__Stated exercise__: Gather every line in the items below that contains the string "point", matching case exactly.

__Data for processing__:
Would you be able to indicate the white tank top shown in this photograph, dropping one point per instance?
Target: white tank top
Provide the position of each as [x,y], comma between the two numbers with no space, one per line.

==

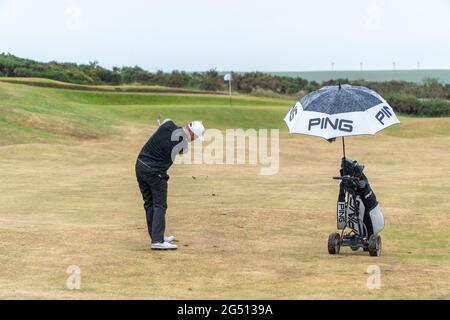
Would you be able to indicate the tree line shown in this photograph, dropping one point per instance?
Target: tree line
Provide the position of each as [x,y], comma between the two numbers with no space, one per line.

__Result of this exercise__:
Would you be able to indicate the white tank top shown in this photograph, dropping one point per instance?
Would you be able to indicate the tree line shown in this photograph, dropping one point per instance?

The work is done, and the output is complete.